▶ _Problem to solve_
Exactly as they appear below, repeat the lines from the one with "beige tile floor." through the one with "the white door.", and no others.

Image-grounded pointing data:
____________

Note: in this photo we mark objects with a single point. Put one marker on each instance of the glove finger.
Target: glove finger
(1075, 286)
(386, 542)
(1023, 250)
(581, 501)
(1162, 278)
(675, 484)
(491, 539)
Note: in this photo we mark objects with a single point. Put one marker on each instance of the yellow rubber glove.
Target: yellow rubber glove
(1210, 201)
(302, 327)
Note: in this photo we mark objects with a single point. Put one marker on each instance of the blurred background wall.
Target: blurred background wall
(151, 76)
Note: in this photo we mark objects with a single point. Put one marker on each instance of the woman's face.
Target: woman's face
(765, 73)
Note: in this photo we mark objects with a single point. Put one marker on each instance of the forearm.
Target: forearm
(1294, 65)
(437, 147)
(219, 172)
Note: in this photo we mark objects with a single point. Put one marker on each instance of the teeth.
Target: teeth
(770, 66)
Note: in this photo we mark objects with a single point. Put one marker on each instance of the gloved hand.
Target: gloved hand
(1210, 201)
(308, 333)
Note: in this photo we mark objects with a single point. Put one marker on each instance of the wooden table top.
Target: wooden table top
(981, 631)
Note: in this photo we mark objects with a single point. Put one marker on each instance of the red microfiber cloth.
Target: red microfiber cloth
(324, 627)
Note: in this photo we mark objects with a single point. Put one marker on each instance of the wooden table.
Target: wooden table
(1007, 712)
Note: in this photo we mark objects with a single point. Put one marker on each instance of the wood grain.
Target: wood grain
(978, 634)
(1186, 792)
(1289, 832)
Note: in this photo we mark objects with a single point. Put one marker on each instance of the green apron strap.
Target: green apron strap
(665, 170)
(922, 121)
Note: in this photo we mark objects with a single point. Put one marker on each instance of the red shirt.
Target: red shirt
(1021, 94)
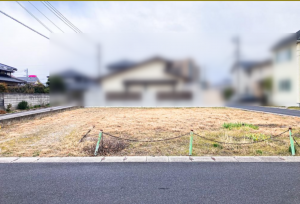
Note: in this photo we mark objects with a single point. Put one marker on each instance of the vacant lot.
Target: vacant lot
(59, 134)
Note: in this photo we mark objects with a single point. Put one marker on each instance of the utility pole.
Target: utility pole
(99, 59)
(237, 58)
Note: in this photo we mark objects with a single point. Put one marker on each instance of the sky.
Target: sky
(203, 31)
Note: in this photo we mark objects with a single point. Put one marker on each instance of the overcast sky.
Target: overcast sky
(137, 30)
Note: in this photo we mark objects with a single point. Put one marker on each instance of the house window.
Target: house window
(285, 85)
(284, 55)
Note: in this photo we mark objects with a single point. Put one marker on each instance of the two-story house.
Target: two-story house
(153, 82)
(286, 66)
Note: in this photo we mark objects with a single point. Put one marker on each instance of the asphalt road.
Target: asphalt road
(150, 183)
(269, 110)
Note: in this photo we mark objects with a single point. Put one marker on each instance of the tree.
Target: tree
(39, 88)
(3, 88)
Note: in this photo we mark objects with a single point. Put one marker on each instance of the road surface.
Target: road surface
(281, 111)
(150, 183)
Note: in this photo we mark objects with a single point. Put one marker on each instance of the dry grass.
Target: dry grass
(59, 134)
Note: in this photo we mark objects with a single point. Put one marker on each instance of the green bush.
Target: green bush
(8, 108)
(238, 125)
(39, 88)
(217, 145)
(290, 149)
(259, 152)
(228, 93)
(23, 105)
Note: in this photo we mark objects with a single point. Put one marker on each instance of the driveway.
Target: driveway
(150, 183)
(280, 111)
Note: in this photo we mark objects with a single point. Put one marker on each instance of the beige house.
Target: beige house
(286, 77)
(153, 82)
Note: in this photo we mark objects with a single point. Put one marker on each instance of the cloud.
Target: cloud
(204, 23)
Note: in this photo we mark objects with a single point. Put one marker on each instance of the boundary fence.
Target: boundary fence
(191, 133)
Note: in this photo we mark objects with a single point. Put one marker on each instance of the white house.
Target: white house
(249, 77)
(286, 66)
(153, 82)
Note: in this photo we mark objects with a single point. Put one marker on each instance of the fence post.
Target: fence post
(97, 146)
(191, 142)
(292, 142)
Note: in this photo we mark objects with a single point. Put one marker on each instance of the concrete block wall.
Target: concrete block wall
(32, 99)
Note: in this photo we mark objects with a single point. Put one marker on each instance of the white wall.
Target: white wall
(286, 71)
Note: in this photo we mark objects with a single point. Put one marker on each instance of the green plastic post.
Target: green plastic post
(292, 142)
(97, 146)
(191, 142)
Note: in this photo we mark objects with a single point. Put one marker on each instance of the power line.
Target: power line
(34, 17)
(54, 12)
(57, 15)
(24, 25)
(45, 16)
(63, 16)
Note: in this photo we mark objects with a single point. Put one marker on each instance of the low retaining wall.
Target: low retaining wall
(15, 99)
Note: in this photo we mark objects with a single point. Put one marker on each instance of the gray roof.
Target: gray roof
(288, 40)
(249, 65)
(7, 68)
(29, 79)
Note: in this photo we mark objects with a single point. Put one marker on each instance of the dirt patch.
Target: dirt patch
(59, 134)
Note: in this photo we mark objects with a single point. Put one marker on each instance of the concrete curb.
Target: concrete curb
(149, 159)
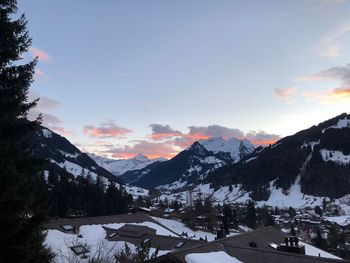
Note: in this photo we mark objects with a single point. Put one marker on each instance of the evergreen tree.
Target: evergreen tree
(21, 217)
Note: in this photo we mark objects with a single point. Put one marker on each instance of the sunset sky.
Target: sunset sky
(119, 78)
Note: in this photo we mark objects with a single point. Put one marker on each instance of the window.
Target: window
(68, 227)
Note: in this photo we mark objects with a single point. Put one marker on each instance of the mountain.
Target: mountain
(120, 167)
(62, 155)
(313, 162)
(192, 165)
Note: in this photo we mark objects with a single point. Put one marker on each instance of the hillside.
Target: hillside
(63, 155)
(193, 165)
(317, 159)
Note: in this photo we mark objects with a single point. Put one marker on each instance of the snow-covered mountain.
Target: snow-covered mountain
(314, 162)
(194, 164)
(120, 167)
(62, 156)
(236, 148)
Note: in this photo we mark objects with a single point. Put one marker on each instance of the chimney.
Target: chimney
(291, 241)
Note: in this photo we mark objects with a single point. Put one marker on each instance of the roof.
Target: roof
(157, 241)
(238, 247)
(100, 220)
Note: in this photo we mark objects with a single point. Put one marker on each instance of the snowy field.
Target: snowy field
(93, 238)
(293, 197)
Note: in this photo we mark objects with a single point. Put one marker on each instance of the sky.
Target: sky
(120, 78)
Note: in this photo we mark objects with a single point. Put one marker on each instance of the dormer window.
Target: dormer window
(68, 227)
(180, 244)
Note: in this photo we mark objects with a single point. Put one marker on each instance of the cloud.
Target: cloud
(333, 95)
(214, 131)
(262, 138)
(286, 94)
(44, 102)
(62, 131)
(166, 142)
(160, 132)
(38, 73)
(106, 130)
(331, 46)
(150, 149)
(40, 54)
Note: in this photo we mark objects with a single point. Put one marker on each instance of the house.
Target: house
(267, 245)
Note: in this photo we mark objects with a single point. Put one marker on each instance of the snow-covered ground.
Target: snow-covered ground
(314, 251)
(93, 238)
(335, 156)
(119, 167)
(217, 257)
(293, 197)
(342, 123)
(232, 146)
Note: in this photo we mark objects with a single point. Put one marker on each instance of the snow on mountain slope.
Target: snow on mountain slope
(93, 236)
(63, 155)
(236, 148)
(120, 167)
(293, 197)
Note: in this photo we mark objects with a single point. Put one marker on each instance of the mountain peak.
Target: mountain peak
(141, 157)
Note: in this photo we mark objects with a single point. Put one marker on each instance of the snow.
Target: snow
(342, 123)
(314, 251)
(180, 228)
(136, 191)
(212, 160)
(119, 167)
(65, 154)
(335, 156)
(75, 169)
(245, 228)
(217, 257)
(159, 229)
(232, 146)
(47, 133)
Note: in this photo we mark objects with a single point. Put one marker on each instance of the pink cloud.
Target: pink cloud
(262, 138)
(40, 54)
(150, 149)
(286, 94)
(330, 96)
(106, 130)
(62, 131)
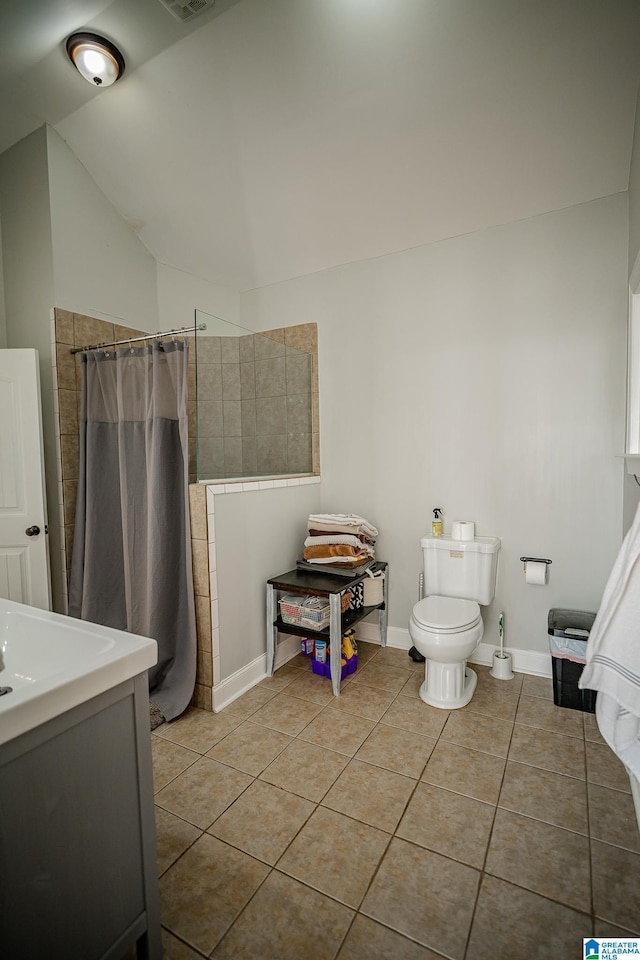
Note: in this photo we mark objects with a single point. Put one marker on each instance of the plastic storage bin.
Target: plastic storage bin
(568, 634)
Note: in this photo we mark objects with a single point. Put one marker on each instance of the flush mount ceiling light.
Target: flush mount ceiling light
(97, 59)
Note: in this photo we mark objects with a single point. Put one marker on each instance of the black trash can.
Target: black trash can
(568, 634)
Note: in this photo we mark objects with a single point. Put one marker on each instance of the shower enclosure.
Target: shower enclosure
(254, 408)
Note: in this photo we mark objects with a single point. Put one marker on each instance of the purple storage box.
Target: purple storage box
(318, 667)
(327, 671)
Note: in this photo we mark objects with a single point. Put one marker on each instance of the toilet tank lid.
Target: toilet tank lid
(477, 545)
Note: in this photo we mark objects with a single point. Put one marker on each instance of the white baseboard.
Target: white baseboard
(523, 661)
(248, 676)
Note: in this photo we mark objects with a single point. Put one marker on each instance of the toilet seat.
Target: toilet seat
(446, 614)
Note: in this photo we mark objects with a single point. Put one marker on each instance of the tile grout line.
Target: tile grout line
(482, 871)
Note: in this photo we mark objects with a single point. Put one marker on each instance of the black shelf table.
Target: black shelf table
(311, 583)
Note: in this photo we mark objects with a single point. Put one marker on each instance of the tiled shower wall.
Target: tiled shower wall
(257, 409)
(71, 330)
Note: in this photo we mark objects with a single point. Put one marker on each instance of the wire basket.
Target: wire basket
(312, 612)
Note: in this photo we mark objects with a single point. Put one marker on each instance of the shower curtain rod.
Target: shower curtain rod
(148, 336)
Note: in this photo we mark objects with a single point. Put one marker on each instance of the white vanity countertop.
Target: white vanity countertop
(53, 663)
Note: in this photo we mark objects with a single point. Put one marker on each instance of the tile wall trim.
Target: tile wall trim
(242, 680)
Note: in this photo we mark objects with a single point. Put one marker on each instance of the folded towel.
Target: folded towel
(343, 532)
(329, 521)
(333, 551)
(343, 538)
(613, 654)
(343, 562)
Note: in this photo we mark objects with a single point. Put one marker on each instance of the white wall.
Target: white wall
(28, 290)
(100, 266)
(631, 488)
(180, 294)
(3, 317)
(486, 375)
(259, 534)
(65, 246)
(634, 194)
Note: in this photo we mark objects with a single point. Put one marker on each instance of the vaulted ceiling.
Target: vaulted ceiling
(266, 139)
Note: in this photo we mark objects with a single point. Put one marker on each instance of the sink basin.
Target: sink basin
(53, 663)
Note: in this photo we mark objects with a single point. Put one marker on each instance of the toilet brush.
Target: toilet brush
(501, 668)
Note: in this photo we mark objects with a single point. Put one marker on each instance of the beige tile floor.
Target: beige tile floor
(298, 826)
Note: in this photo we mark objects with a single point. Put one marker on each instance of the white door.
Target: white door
(24, 550)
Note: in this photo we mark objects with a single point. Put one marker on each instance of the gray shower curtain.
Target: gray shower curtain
(131, 564)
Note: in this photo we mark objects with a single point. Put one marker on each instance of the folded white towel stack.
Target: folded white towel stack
(343, 540)
(613, 654)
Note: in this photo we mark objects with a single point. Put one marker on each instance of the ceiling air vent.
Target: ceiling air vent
(184, 10)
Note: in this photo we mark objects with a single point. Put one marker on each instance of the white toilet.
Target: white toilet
(446, 626)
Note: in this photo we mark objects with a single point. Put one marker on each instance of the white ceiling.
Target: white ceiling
(274, 138)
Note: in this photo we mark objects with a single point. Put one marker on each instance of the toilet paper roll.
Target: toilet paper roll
(535, 572)
(463, 530)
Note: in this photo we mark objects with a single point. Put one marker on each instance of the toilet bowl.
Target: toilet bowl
(446, 631)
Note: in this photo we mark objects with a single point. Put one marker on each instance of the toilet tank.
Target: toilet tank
(460, 568)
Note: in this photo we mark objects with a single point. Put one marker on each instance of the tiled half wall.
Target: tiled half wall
(77, 330)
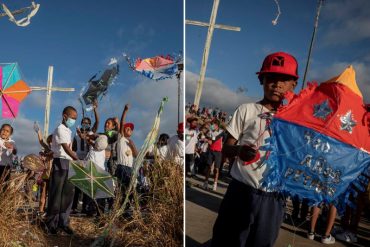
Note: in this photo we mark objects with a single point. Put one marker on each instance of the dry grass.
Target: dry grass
(15, 220)
(157, 222)
(160, 221)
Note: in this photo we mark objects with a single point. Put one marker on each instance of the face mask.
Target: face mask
(70, 122)
(85, 126)
(109, 133)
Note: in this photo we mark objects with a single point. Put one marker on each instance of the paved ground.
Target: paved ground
(201, 212)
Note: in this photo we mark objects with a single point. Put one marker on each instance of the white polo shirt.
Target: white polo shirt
(61, 135)
(98, 157)
(124, 152)
(249, 128)
(175, 151)
(191, 139)
(6, 155)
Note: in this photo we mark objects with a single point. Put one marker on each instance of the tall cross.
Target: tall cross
(48, 90)
(211, 26)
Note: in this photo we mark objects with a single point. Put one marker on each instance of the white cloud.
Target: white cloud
(215, 93)
(145, 98)
(349, 21)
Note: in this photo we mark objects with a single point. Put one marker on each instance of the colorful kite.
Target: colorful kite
(155, 68)
(319, 148)
(97, 88)
(32, 10)
(13, 90)
(91, 179)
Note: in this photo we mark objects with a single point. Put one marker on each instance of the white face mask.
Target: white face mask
(70, 122)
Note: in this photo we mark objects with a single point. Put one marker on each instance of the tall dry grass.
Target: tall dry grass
(16, 215)
(158, 221)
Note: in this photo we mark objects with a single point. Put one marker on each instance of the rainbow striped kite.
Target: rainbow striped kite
(155, 68)
(13, 90)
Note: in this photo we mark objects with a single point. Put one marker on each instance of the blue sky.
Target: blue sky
(343, 38)
(78, 38)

____________

▶ _Response for this exercise_
Note: in this photo we mark objects with a single point. Put one marker on each instance of the beige tile floor.
Target: beige tile floor
(298, 826)
Note: in this photo we mark objects with a single point. Put one marker on each instance of the white door.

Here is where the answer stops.